[Excerpt]
-*-

Monday 9 January 2017

It's been a while (aka looking back on 2016 and planning for 2017)

So, it's been a while... I promised myself that when I started this blog it would be a diary for myself of my adventures in running; if anyone else cares to read it, I'm more than happy for them to share the experiences with me - but it's primarily a repository for my own memory.

Many things happened in 2016 that meant I didn't commit the time to keeping the diary... the biggest change being me starting a new job. I now work on an offshore oil platform in the North Sea; working 2 weeks offshore and then having 3 weeks leave.
This led to me being definitely less than efficient in my training, as I've never run on a treadmill before. I ran a few interval sessions but without any real purpose.
Offshore life takes its toll on training

This lack of training, along with skipping too many of my long runs whilst onshore (due to various other reasons), resulted in me towing the line at the 2016 Highland Fling completely under prepared.
I set off at a reasonable clip, and felt OK; however by Beinglas the wheels had completely fallen off and I ended up with a long hobble/run/walk to the finish in Tyndrum - managing a disappointing but still fairly decent time of 9h46m.
At the finish, I chatted to Donnie Campbell who had just broken the course record and subsequently become the 2016 British Trail Champion - a seed had been sown. The following week I had another chat with Donnie and decided that we'd work together to see what we could get out of my running.

Fast forward to July and August (via many hours on a treadmill and lots of single legged squats!) where I managed 9th place at the Scafell Pike Marathon and then my first ever podium (2nd place) at the Devil of the Highlands. The Devil had been one of my best performances in 2015, but under Donnie's guidance I'd managed some silverware along with a 20 minute PB.
Things were falling into place!
2nd place at the Devil - and a 20 min PB

After being unsuccessful in the UTMB ballot, my "A" race for 2016 was Lizzie Hawker's brand new Ultra Tour Monte Rosa. The race itself was to be a test of my new found fitness and a chance to explore somewhere new. My performance in that race is probably due a post all of its own, but I had to pull out at around 50km (having sat in the top 10) due to cramping and a lack of fuel.

Wanting to put the disappointment of UTMR firmly behind me, I signed up for the Wooler Trail Marathon as a season finale in November. This looked to be a great new race, with a strong field and, again, a chance to explore somewhere new. Despite the freezing conditions and feeling like I had no strength on the climbs, I managed to pull off another 2nd place - I also finished 10 minutes faster than on Scafell Pike, even though the course felt tougher.
Another 2nd place, this time at Wooler

So 2016, a year of highs and lows... once I'd found a training system that works for me while I'm offshore.
The early bird catches some hill reps!

Planning for 2017 will be along more of the same lines. Some long stuff mixed in with some really long stuff; I'm hoping to do my first 100 miler this year.

-*-

[Record set]

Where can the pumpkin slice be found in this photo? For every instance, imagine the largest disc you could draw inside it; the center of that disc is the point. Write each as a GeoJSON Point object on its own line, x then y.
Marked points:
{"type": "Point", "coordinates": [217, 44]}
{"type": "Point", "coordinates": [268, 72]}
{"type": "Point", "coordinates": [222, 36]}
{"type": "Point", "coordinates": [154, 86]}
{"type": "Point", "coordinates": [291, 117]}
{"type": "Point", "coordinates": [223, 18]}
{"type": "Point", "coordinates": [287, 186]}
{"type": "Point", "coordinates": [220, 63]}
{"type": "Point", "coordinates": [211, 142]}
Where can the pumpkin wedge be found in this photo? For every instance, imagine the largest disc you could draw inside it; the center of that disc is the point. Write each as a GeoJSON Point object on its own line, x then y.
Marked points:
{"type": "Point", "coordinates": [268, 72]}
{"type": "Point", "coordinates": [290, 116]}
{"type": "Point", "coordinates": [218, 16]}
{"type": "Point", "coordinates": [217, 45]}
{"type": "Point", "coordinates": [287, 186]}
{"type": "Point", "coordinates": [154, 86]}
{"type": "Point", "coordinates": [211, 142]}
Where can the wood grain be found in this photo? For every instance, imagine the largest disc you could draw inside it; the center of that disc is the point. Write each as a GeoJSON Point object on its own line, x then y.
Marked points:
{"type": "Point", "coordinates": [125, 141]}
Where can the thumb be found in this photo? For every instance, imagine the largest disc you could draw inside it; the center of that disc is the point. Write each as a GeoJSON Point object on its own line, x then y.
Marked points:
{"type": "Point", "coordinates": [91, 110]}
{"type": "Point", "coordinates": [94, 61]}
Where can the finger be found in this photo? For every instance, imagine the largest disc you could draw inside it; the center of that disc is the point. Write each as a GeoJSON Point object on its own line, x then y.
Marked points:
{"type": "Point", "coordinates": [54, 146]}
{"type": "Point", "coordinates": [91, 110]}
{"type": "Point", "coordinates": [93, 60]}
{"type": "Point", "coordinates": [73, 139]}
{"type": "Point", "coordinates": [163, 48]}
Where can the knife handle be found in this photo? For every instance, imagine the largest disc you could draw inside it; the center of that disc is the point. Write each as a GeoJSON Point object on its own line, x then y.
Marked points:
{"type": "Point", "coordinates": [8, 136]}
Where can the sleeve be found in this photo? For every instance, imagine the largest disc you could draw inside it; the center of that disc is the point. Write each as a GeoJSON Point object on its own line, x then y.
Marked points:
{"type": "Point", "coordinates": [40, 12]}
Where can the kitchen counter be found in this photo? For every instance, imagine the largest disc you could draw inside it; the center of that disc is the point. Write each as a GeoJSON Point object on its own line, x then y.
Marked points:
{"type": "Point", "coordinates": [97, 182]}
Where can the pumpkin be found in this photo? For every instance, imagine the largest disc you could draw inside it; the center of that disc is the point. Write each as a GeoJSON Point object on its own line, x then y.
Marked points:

-*-

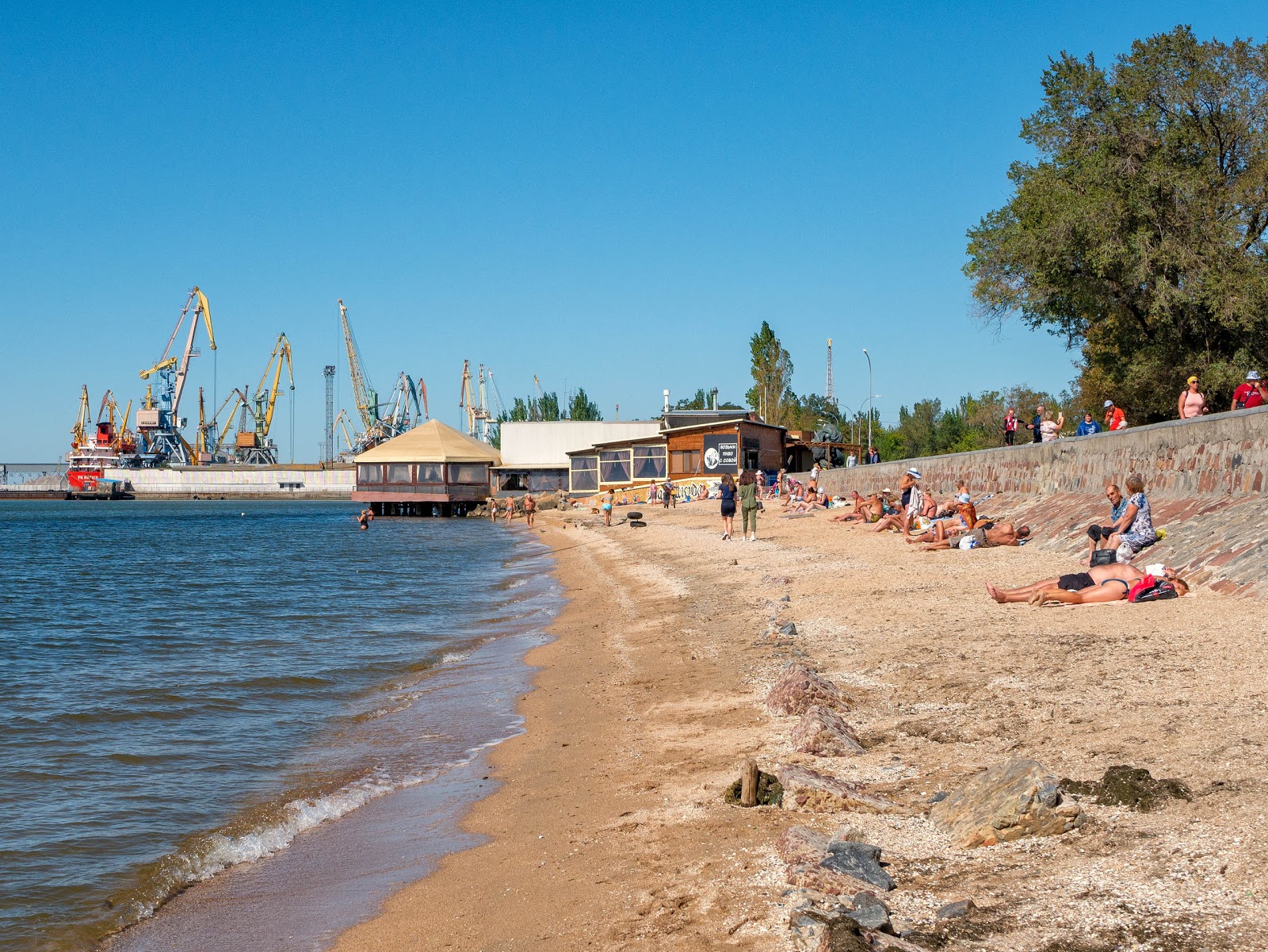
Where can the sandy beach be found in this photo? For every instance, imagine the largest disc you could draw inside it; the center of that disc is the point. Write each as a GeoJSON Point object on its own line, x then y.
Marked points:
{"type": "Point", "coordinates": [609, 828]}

-*-

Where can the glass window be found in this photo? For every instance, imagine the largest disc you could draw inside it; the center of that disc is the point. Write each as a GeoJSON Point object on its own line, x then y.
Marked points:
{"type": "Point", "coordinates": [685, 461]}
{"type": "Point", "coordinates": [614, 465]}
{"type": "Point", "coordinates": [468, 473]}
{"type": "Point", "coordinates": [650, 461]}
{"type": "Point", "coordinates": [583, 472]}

-*-

[Required work]
#1 In the running blog post, what finishing time did the writer record at the 2016 Highland Fling?
#2 Extract the stretch of the running blog post from "Many things happened" through "3 weeks leave.", copying it word for word.

[Answers by task]
#1 9h46m

#2
Many things happened in 2016 that meant I didn't commit the time to keeping the diary... the biggest change being me starting a new job. I now work on an offshore oil platform in the North Sea; working 2 weeks offshore and then having 3 weeks leave.